## YOUR INSTRUCTIONS:
Rewrite the records below with every occurrence of "rough mask" changed to "coarse mask", leaving everything else unchanged. Omit the pictures from the result.

## SUPPLIED RECORDS:
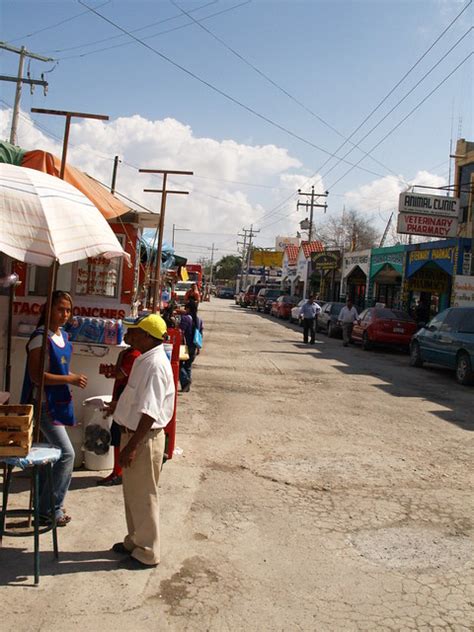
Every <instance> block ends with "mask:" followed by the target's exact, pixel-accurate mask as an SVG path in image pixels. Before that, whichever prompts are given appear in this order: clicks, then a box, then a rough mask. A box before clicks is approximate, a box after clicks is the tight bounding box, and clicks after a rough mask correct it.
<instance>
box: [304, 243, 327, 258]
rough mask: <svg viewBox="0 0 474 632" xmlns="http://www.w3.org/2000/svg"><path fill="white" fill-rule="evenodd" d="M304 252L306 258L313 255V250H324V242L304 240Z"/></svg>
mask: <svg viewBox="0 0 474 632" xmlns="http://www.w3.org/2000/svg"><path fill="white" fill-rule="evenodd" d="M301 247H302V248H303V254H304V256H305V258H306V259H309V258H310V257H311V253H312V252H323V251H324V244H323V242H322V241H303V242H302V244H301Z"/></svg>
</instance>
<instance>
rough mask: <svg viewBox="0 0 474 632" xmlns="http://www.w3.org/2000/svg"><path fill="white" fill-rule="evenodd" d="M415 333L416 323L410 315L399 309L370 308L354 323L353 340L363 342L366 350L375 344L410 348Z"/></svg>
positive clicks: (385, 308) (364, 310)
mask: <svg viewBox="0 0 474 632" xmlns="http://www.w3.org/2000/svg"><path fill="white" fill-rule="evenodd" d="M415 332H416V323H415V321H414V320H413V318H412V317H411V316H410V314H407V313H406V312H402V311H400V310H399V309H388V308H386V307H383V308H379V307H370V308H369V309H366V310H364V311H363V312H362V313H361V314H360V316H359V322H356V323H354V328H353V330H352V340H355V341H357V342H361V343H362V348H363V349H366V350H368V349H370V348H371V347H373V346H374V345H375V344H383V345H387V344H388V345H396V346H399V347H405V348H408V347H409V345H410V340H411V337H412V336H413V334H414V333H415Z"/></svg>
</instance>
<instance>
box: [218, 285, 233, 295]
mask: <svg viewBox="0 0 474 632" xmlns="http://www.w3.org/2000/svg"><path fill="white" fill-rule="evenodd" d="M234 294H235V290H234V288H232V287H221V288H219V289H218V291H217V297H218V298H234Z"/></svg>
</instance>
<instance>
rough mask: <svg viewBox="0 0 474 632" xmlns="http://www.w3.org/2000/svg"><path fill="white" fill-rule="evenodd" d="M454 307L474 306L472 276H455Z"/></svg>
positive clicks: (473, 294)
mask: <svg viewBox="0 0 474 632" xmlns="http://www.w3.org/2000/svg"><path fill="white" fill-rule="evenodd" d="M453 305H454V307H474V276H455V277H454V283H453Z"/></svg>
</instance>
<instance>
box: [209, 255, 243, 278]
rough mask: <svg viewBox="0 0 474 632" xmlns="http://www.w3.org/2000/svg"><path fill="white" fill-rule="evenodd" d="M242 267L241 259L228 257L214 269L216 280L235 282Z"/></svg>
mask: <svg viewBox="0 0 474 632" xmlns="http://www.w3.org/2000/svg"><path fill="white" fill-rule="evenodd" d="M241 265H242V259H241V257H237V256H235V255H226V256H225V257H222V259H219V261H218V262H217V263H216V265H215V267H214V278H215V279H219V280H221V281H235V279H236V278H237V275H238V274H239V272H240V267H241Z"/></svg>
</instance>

## REPLY TO THE TASK:
Every <instance> block ends with "mask:" followed by the target's exact, pixel-accurate mask as an SVG path in image pixels. Before that, whichever prompts are given appear in this order: clicks, then a box, then a coarse mask. A box before clicks is approximate, a box after clicks is the tight bounding box, and clicks after a coarse mask correct it.
<instance>
box: [304, 243, 327, 258]
coarse mask: <svg viewBox="0 0 474 632" xmlns="http://www.w3.org/2000/svg"><path fill="white" fill-rule="evenodd" d="M304 252L306 258L313 255V250H324V242L304 240Z"/></svg>
mask: <svg viewBox="0 0 474 632" xmlns="http://www.w3.org/2000/svg"><path fill="white" fill-rule="evenodd" d="M301 247H302V248H303V254H304V256H305V258H306V259H309V258H310V257H311V253H312V252H323V251H324V244H323V242H322V241H303V242H302V244H301Z"/></svg>
</instance>
<instance>
coarse mask: <svg viewBox="0 0 474 632" xmlns="http://www.w3.org/2000/svg"><path fill="white" fill-rule="evenodd" d="M415 333L416 323L410 315L399 309L370 308L354 323L353 340L363 342L366 350L375 344L410 348Z"/></svg>
positive clicks: (385, 308) (364, 310)
mask: <svg viewBox="0 0 474 632" xmlns="http://www.w3.org/2000/svg"><path fill="white" fill-rule="evenodd" d="M415 332H416V323H415V321H414V320H413V318H412V317H411V316H410V314H407V313H406V312H402V311H400V310H399V309H388V308H386V307H383V308H379V307H370V308H369V309H366V310H364V311H363V312H362V313H361V314H360V316H359V322H356V323H354V328H353V330H352V340H355V341H357V342H361V343H362V348H363V349H366V350H368V349H370V348H371V347H373V346H374V345H375V344H383V345H387V344H388V345H396V346H399V347H405V348H408V347H409V345H410V340H411V337H412V336H413V334H414V333H415Z"/></svg>
</instance>
<instance>
box: [218, 285, 233, 295]
mask: <svg viewBox="0 0 474 632" xmlns="http://www.w3.org/2000/svg"><path fill="white" fill-rule="evenodd" d="M234 294H235V290H234V288H232V287H221V288H219V289H218V291H217V297H218V298H234Z"/></svg>
</instance>
<instance>
coarse mask: <svg viewBox="0 0 474 632" xmlns="http://www.w3.org/2000/svg"><path fill="white" fill-rule="evenodd" d="M454 307L474 306L472 276H455Z"/></svg>
positive clicks: (473, 294)
mask: <svg viewBox="0 0 474 632" xmlns="http://www.w3.org/2000/svg"><path fill="white" fill-rule="evenodd" d="M453 305H454V307H474V276H455V277H454V283H453Z"/></svg>
</instance>
<instance>
box: [209, 255, 243, 278]
coarse mask: <svg viewBox="0 0 474 632" xmlns="http://www.w3.org/2000/svg"><path fill="white" fill-rule="evenodd" d="M242 267L241 259L228 257L214 269L216 280L235 282Z"/></svg>
mask: <svg viewBox="0 0 474 632" xmlns="http://www.w3.org/2000/svg"><path fill="white" fill-rule="evenodd" d="M241 265H242V259H241V257H237V256H235V255H226V256H225V257H222V259H219V261H218V262H217V263H216V265H215V267H214V278H215V279H219V280H221V281H235V279H236V278H237V275H238V274H239V272H240V267H241Z"/></svg>
</instance>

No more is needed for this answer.